- _HOW TO COMPLETE THIS TASK_
Look through the records below for the line with "x=501, y=597" and the line with "task | put a marker on each instance of the gray", then return those lines and all lines between, exactly.

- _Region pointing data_
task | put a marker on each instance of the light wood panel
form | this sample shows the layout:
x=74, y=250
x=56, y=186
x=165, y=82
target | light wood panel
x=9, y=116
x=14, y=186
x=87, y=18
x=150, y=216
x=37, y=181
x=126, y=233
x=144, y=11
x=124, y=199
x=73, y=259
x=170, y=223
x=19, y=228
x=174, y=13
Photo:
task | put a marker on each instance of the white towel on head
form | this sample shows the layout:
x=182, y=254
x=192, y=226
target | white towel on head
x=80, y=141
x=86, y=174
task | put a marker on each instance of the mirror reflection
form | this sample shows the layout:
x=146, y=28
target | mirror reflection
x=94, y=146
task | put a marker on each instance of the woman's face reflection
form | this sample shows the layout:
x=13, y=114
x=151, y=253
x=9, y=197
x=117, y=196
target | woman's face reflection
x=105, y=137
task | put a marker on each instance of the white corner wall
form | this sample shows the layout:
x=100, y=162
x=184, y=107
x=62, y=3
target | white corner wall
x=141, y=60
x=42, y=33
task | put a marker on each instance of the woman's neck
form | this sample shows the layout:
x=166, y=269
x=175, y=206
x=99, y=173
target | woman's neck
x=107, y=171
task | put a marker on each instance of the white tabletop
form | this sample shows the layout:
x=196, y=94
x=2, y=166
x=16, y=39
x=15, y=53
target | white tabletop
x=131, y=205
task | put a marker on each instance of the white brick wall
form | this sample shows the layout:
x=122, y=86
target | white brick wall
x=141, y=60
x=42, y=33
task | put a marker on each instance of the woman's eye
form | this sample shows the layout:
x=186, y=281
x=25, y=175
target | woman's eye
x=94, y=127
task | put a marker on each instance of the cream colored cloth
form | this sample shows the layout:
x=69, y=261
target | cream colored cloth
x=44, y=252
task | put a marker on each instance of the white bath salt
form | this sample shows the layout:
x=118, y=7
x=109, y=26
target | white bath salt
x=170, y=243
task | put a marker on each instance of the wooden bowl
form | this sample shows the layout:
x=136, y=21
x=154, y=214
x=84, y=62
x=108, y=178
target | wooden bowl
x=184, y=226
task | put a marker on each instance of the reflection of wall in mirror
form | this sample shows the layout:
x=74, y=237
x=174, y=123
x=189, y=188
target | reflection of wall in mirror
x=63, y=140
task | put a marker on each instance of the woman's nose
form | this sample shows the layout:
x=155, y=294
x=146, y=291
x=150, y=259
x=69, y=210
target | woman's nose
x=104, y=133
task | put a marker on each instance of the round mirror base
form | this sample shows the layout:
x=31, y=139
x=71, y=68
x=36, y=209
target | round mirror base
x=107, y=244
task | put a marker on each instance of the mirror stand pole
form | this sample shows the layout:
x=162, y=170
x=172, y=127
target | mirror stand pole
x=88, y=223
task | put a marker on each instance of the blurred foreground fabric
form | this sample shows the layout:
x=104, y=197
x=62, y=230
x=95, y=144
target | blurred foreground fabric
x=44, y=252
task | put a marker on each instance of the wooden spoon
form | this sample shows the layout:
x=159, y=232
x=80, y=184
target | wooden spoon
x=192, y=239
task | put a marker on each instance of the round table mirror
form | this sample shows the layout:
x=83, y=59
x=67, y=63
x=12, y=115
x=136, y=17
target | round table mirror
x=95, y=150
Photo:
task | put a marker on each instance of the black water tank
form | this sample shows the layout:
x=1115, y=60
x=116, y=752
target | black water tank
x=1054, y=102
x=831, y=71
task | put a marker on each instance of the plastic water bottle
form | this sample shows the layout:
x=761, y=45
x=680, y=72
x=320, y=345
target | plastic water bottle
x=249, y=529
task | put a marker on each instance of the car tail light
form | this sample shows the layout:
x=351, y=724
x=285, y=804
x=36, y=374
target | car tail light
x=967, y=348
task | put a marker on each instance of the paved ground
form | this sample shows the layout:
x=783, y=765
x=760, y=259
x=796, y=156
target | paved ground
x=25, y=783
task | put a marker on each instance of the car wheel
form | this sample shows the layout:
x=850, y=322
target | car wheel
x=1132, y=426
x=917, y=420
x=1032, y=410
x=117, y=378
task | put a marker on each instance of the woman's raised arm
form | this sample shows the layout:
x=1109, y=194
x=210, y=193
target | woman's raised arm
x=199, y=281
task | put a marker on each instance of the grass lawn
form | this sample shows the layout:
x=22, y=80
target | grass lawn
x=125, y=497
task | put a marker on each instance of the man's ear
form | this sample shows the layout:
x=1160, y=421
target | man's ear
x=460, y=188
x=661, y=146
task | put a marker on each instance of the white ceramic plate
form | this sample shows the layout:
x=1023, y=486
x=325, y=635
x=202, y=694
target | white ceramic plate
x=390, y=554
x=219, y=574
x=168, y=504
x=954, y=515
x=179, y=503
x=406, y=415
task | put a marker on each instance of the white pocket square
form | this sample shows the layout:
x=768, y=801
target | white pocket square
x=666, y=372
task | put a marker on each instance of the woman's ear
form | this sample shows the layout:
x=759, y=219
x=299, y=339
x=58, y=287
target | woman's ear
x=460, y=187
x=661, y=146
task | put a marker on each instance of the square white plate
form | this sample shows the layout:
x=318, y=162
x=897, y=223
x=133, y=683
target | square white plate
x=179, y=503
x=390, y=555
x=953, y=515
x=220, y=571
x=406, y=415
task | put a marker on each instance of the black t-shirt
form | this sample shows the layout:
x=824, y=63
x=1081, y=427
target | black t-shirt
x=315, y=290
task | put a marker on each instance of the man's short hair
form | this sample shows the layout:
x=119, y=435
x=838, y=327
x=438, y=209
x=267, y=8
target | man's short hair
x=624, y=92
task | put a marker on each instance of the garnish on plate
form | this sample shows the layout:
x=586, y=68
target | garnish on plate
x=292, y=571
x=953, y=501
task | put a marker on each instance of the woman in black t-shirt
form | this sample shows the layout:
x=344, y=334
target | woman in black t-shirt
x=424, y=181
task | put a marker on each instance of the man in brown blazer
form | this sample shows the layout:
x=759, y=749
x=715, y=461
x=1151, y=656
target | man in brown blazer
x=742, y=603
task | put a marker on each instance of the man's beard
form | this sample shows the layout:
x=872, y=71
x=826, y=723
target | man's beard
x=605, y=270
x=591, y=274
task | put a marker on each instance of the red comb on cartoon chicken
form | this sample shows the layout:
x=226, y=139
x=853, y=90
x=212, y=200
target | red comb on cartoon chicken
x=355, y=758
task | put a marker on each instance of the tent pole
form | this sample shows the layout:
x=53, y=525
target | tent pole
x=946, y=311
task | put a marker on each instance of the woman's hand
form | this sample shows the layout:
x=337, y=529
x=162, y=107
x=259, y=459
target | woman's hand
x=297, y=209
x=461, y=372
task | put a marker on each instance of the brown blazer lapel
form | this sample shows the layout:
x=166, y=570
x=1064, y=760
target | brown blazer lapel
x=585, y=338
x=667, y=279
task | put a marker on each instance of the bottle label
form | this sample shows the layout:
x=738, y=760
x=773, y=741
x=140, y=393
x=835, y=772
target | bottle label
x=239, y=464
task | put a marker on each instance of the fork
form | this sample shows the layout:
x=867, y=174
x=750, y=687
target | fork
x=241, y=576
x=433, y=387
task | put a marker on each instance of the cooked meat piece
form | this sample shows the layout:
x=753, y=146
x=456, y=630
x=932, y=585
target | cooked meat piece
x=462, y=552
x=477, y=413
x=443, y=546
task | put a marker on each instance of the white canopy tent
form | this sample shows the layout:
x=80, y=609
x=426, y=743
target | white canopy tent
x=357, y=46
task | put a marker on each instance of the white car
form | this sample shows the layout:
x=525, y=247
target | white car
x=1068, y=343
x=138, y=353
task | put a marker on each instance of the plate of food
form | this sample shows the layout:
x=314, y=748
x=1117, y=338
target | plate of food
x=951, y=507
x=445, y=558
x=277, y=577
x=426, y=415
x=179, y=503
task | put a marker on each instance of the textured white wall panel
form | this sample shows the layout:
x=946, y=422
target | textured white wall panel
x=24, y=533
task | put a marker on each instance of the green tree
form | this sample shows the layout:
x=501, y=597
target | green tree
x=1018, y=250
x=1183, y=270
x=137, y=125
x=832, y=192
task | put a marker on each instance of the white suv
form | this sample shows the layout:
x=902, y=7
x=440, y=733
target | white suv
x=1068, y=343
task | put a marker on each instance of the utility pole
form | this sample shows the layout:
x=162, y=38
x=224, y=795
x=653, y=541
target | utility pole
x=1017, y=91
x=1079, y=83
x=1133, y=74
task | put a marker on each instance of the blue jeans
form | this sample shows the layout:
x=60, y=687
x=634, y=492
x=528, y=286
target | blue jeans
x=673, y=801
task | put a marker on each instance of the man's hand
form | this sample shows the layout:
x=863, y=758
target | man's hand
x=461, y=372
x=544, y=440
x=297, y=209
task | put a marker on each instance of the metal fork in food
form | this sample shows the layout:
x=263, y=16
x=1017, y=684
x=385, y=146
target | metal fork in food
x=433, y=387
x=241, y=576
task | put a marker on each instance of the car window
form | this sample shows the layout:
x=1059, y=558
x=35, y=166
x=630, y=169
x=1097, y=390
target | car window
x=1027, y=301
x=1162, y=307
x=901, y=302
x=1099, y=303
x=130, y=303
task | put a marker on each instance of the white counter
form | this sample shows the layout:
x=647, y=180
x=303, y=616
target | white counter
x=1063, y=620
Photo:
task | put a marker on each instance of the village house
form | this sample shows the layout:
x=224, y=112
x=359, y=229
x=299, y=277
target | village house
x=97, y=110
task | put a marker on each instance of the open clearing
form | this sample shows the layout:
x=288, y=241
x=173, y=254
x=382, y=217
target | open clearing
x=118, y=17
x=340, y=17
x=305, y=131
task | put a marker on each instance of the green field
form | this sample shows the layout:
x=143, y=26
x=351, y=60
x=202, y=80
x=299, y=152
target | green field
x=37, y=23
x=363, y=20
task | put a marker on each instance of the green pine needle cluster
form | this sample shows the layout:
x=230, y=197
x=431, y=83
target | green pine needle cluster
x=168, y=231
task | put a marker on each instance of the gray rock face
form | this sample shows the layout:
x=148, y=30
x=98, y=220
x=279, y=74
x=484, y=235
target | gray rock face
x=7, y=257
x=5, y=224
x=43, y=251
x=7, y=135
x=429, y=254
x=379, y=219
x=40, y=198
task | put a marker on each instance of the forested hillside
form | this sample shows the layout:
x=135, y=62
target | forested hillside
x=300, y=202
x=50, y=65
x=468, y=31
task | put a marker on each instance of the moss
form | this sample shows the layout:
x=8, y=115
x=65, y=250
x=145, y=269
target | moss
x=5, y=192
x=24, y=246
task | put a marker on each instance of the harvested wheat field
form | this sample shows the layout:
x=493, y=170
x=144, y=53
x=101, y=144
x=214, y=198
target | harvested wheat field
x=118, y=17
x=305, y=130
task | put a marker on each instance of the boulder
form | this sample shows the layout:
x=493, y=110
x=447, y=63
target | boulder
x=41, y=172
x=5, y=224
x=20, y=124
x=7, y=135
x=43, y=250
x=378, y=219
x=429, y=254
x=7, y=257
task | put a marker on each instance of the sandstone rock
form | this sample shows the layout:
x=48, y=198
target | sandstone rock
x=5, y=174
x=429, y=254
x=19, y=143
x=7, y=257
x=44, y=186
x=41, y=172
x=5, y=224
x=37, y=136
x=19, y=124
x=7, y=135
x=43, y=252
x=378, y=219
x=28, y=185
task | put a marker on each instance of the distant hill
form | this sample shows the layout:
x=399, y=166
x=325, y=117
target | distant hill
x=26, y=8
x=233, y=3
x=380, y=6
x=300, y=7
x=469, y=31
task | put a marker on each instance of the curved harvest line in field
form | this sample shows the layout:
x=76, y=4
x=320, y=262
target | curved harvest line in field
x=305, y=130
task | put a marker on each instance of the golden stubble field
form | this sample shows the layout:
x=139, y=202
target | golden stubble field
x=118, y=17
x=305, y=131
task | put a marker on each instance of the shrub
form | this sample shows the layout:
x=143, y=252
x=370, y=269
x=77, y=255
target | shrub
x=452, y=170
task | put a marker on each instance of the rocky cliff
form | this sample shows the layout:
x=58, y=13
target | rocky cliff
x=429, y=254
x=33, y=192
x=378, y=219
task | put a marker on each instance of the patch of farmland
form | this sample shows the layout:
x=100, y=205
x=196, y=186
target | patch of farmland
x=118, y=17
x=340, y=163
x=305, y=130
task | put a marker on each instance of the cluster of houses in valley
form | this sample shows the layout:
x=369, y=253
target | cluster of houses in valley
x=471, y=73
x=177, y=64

- _RESULT_
x=501, y=597
target | green tree
x=1018, y=250
x=1183, y=270
x=137, y=125
x=832, y=192
task | put a marker on each instance of the white suv
form | this sample shows the layout:
x=902, y=7
x=440, y=733
target | white suv
x=1068, y=343
task | put a marker on each instance of the utility pole
form | this sample shows the layout:
x=162, y=38
x=224, y=795
x=653, y=541
target | utility pole
x=1017, y=91
x=1079, y=83
x=1133, y=74
task | put a marker on each instance of the blue jeans
form | this sample shows the layout:
x=60, y=687
x=634, y=492
x=528, y=286
target | blue jeans
x=673, y=801
task | put a marker on each instance of the man's hand
form | this sample shows the layout:
x=863, y=758
target | man's hand
x=461, y=372
x=544, y=440
x=297, y=209
task | put a marker on each instance of the metal fork in food
form | this sample shows the layout:
x=263, y=16
x=1017, y=684
x=385, y=146
target | metal fork in food
x=433, y=387
x=241, y=576
task | put a marker on each instance of the car window
form | this sample shows the layout:
x=1059, y=558
x=35, y=166
x=630, y=169
x=1097, y=390
target | car window
x=1027, y=301
x=1162, y=307
x=901, y=302
x=1099, y=303
x=130, y=303
task | put a marker on each instance of the white counter
form | this sample shows the layout:
x=647, y=180
x=303, y=616
target | white counter
x=1063, y=620
Photo:
task | put a marker on each instance of the village house
form | this sample shows the layout:
x=224, y=112
x=359, y=229
x=299, y=277
target | village house
x=97, y=110
task | put a marker on each instance of the open clearing
form | this sample shows the layout:
x=288, y=241
x=173, y=254
x=382, y=217
target | open clearing
x=118, y=17
x=340, y=17
x=305, y=131
task | put a marker on each instance of the green field
form | this sample shows the layout:
x=143, y=26
x=351, y=60
x=202, y=80
x=299, y=152
target | green field
x=37, y=23
x=363, y=20
task | put a marker on each instance of the green pine needle cluster
form | this sample shows the layout:
x=230, y=197
x=431, y=83
target | green pine needle cluster
x=168, y=231
task | put a marker on each instance of the gray rock face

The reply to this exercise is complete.